# Work to complete:
Give back only the stretch of material from the line containing "Mark one point on every instance of the blue snorkel" through the line containing "x=1056 y=459". In it, replace every "willow tree" with "birch tree" and leave everything else unchanged.

╭──

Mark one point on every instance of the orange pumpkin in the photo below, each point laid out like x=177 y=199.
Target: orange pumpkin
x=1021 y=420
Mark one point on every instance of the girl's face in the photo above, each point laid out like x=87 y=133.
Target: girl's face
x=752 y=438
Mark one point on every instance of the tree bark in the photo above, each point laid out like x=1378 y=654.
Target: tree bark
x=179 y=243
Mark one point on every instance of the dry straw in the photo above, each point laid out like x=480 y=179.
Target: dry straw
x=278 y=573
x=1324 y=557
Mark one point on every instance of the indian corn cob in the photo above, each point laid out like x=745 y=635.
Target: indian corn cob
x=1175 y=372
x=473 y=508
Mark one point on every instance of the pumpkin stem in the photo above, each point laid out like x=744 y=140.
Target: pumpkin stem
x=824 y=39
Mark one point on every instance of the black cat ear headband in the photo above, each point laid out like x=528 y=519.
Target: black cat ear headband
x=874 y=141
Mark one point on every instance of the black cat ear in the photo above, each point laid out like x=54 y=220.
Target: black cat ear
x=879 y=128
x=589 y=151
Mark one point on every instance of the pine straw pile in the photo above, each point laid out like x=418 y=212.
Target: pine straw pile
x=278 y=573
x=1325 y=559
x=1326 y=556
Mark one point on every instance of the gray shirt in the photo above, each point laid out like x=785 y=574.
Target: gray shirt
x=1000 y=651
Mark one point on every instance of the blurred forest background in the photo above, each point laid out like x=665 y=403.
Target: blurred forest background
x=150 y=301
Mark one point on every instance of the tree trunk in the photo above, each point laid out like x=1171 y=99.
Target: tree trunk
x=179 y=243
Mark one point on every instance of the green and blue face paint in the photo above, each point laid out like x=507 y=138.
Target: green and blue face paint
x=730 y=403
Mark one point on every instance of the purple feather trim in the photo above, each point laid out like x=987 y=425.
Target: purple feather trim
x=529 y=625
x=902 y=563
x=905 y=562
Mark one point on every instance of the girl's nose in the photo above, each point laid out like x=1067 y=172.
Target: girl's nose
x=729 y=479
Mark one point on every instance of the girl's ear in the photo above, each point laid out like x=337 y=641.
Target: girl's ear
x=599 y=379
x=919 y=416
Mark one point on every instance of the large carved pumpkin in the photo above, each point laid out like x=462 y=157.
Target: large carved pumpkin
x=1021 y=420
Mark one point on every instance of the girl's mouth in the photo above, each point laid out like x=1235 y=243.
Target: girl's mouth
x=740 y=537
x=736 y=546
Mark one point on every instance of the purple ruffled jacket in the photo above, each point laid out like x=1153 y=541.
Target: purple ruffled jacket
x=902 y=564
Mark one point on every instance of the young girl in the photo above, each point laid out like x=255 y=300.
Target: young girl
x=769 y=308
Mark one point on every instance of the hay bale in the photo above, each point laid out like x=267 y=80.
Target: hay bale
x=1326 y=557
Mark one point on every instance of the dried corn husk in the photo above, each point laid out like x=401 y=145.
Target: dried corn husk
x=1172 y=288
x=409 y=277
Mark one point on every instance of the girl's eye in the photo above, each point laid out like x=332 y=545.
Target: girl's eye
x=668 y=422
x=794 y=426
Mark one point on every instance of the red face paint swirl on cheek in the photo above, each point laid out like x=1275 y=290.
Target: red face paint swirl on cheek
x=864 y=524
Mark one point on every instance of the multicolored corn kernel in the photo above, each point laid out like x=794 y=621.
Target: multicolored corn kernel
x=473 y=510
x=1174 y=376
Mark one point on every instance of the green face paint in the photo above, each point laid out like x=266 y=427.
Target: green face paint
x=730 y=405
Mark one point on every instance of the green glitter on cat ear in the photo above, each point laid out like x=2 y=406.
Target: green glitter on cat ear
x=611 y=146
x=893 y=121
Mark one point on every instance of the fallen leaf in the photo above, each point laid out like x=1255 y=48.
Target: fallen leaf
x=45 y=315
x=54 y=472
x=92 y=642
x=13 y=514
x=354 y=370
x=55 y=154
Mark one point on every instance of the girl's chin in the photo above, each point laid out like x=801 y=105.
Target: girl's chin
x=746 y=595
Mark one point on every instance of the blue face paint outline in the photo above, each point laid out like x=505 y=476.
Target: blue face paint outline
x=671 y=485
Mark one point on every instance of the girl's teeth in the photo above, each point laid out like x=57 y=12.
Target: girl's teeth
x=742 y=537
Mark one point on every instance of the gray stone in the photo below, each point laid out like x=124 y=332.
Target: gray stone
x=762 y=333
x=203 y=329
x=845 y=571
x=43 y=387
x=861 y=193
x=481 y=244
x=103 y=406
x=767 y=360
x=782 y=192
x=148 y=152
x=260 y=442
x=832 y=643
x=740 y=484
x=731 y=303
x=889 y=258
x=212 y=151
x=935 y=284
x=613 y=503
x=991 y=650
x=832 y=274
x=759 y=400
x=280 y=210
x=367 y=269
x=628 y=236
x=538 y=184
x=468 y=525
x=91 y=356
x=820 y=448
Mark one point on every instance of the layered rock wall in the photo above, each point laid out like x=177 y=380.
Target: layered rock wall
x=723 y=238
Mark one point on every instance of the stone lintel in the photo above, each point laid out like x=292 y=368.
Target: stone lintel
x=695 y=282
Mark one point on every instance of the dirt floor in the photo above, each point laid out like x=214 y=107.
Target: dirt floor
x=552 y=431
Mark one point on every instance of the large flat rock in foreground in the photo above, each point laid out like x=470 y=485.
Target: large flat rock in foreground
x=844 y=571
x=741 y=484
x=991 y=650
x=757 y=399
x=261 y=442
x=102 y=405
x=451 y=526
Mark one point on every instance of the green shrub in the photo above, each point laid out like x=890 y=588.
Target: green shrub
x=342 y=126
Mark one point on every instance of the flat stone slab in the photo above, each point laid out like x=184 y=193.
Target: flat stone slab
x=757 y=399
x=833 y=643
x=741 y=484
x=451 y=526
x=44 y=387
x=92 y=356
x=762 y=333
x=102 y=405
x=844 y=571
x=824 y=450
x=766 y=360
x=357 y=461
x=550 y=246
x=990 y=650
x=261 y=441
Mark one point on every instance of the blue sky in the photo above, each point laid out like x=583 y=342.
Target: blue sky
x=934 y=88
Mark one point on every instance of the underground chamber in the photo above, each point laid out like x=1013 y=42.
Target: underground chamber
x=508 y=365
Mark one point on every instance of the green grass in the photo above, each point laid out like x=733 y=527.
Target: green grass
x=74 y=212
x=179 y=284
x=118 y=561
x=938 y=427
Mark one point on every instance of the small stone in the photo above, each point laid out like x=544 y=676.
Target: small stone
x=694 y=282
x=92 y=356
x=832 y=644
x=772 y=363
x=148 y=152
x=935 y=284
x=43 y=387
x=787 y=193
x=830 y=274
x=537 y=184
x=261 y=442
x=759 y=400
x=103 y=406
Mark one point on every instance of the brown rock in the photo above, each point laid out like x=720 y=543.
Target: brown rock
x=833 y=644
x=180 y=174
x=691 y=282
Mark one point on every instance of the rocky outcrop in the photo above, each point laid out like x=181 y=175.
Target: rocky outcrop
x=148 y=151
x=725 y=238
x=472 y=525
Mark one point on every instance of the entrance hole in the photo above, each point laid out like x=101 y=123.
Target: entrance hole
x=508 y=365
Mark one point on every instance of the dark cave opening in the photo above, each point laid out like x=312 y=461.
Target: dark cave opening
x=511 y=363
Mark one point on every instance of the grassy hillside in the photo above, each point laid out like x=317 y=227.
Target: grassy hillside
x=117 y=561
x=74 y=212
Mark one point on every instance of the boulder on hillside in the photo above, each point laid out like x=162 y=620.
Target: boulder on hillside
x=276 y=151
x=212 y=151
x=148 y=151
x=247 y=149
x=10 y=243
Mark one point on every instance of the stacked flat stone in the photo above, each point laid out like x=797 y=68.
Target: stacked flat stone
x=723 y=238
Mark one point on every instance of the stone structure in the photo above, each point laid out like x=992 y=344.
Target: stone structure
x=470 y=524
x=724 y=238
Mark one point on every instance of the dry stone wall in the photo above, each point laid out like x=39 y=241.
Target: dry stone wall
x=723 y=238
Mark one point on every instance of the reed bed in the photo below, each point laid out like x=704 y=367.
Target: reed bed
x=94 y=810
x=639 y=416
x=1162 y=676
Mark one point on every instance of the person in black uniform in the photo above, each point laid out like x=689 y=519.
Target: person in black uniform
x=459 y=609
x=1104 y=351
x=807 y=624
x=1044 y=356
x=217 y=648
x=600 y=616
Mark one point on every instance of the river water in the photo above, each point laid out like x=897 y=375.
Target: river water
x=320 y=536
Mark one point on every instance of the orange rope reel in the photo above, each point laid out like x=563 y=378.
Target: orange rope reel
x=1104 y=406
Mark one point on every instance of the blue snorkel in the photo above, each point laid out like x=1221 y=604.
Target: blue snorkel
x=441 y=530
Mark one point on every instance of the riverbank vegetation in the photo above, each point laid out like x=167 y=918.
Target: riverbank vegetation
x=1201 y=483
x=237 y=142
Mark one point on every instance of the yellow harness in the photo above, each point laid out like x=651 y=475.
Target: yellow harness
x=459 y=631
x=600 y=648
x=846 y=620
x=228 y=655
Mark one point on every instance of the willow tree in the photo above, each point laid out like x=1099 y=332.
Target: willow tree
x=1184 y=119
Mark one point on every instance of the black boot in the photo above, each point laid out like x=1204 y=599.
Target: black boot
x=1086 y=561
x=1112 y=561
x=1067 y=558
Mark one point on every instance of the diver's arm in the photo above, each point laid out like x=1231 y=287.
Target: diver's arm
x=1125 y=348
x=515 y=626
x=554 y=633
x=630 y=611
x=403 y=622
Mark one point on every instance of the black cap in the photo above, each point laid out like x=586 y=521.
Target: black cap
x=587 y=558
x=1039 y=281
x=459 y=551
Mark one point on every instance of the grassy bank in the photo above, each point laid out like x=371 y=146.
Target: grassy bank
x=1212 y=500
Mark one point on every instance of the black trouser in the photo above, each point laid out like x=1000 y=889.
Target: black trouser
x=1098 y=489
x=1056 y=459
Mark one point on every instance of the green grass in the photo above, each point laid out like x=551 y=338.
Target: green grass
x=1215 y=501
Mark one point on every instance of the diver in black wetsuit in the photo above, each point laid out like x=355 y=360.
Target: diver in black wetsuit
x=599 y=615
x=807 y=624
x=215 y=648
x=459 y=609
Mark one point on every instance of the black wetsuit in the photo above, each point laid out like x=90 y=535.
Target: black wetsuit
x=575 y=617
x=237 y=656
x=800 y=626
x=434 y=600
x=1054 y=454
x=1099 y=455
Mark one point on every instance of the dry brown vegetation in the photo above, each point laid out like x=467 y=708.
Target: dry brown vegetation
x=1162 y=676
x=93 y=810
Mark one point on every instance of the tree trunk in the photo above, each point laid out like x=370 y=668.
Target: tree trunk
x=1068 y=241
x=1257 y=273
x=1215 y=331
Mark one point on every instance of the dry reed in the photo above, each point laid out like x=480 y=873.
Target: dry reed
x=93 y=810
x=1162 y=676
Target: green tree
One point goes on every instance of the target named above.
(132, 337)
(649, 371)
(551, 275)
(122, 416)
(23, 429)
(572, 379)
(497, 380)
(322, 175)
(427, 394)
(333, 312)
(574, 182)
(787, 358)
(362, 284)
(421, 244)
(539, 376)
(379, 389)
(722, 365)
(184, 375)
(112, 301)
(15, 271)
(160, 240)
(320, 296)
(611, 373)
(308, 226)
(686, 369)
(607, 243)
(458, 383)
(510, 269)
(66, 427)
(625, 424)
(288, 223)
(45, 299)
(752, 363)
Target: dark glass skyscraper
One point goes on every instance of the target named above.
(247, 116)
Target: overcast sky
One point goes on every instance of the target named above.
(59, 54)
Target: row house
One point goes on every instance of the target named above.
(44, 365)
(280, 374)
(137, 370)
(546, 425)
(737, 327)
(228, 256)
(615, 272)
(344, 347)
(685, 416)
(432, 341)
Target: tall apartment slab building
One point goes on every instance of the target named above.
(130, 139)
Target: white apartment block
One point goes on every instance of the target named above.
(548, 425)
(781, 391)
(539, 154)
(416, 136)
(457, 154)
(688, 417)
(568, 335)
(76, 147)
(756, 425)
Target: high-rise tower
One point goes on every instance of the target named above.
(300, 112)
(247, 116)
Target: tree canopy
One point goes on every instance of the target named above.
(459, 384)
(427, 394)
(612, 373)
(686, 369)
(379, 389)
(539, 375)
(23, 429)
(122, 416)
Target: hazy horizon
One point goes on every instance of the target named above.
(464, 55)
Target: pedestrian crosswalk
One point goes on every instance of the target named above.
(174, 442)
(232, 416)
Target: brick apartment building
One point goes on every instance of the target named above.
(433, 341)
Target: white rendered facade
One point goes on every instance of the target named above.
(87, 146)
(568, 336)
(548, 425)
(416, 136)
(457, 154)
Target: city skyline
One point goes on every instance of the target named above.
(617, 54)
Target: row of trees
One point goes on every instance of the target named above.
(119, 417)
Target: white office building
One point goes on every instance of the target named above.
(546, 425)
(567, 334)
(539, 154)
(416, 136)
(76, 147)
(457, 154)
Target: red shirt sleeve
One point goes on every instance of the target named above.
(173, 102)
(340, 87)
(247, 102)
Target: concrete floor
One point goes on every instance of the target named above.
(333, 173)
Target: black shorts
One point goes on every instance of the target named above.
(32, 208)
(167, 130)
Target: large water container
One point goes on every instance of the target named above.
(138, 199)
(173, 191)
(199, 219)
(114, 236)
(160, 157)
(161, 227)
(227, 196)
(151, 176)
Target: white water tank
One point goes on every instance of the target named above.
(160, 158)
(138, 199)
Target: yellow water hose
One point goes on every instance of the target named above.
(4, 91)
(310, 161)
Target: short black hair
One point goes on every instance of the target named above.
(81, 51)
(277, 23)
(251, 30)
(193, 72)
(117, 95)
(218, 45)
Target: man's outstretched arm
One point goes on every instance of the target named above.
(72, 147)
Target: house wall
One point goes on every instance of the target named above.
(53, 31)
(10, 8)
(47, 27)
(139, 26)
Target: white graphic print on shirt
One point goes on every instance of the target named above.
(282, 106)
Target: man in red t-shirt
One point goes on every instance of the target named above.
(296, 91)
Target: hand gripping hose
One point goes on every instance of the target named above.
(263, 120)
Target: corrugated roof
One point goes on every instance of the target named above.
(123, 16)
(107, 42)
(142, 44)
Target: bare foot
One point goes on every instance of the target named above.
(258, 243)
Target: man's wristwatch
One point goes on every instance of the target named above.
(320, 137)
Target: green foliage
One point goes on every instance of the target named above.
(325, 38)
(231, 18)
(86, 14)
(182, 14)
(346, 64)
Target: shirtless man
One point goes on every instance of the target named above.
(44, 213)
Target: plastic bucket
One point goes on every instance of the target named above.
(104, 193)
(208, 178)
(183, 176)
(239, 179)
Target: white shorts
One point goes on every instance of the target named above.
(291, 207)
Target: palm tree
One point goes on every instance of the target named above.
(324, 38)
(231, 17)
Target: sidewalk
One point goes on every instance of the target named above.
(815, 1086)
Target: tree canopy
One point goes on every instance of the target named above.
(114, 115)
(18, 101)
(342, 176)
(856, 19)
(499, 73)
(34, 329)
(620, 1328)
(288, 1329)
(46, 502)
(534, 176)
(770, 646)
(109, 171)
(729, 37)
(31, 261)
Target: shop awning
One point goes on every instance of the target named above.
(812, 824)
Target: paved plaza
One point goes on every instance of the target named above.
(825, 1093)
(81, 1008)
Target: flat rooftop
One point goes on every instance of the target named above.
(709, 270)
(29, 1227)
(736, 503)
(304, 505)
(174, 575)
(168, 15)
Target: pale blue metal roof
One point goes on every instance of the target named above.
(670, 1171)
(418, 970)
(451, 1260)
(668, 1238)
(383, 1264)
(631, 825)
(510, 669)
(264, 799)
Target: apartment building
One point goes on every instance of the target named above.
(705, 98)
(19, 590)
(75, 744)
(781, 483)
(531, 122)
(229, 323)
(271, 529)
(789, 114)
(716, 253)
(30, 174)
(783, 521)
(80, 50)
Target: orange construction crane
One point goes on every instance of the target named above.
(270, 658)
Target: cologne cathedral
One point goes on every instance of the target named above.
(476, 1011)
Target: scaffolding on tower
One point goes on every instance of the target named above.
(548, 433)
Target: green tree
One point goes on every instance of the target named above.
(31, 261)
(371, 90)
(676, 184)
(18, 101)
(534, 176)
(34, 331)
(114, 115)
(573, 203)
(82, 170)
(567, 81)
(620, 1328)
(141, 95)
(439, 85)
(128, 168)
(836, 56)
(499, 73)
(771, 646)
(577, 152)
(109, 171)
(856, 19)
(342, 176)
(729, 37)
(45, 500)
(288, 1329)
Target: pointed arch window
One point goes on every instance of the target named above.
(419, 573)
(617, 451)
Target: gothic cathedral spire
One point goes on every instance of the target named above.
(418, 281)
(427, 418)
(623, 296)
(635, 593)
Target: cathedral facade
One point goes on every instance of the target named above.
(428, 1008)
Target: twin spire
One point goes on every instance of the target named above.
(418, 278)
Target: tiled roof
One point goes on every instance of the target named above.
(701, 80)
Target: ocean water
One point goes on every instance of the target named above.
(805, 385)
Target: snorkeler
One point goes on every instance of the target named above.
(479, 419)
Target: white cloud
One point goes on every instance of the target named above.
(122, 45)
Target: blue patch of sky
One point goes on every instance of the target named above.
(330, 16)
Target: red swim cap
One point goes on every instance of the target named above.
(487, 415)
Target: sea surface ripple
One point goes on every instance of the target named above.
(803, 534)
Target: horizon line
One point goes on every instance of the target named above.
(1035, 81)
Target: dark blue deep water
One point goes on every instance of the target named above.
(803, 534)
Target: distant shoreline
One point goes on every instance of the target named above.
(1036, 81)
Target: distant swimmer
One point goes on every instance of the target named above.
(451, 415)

╰──

# Expected output:
Mark one point on every instance of the blue snorkel in the photo above, each point laid out like x=1221 y=604.
Target: blue snorkel
x=441 y=530
Mark one point on every instance of the riverbank vegetation in the photo above, each point laid out like x=167 y=918.
Target: riverbank vegetation
x=1201 y=483
x=237 y=142
Mark one point on every instance of the yellow harness in the photo above, each point laid out like x=651 y=475.
Target: yellow harness
x=459 y=631
x=600 y=648
x=846 y=620
x=228 y=655
Mark one point on every instance of the birch tree in the photo above, each point laid out like x=1099 y=332.
Target: birch tree
x=1184 y=119
Mark one point on every instance of the black boot in the photo above, each point laid out like x=1204 y=599.
Target: black boot
x=1086 y=561
x=1112 y=561
x=1067 y=558
Mark one point on every instance of the diver's arm in the photo above, each point laid out like x=1231 y=287.
Target: diver's arm
x=1125 y=348
x=515 y=626
x=554 y=633
x=630 y=611
x=403 y=622
Mark one point on every instance of the black cap in the photo above, each point laid out like x=586 y=521.
Target: black cap
x=587 y=558
x=1039 y=281
x=459 y=551
Mark one point on every instance of the grassy bank in the photo above, each point laid out like x=371 y=146.
Target: grassy bank
x=1212 y=500
Mark one point on every instance of the black trouser in the photo above, each point laid out like x=1000 y=889.
Target: black trouser
x=1098 y=489
x=1056 y=459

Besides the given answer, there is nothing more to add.